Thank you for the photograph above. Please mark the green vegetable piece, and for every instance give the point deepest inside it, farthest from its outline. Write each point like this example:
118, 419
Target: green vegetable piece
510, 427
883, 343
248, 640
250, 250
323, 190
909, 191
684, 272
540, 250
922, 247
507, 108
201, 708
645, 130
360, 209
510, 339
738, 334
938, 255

******

• **Aim**: Format every line of the entries above as a Markdown table with two columns, Row and Line, giving each line a row number and omitting any blank lines.

• **The reply**:
| Row | Line |
|---|---|
| 1 | Thank you for the photograph above. Please mark the green vegetable piece, and for every instance give the point deepest inside it, farthest from its outline. Write each point like this example: |
| 2 | 118, 419 |
| 3 | Target: green vegetable piece |
| 4 | 510, 427 |
| 5 | 883, 343 |
| 6 | 248, 640 |
| 7 | 250, 250 |
| 8 | 323, 190 |
| 9 | 909, 191 |
| 10 | 684, 272 |
| 11 | 540, 250 |
| 12 | 922, 247 |
| 13 | 507, 108 |
| 14 | 201, 708 |
| 15 | 645, 130 |
| 16 | 360, 209 |
| 17 | 510, 339 |
| 18 | 738, 334 |
| 19 | 938, 255 |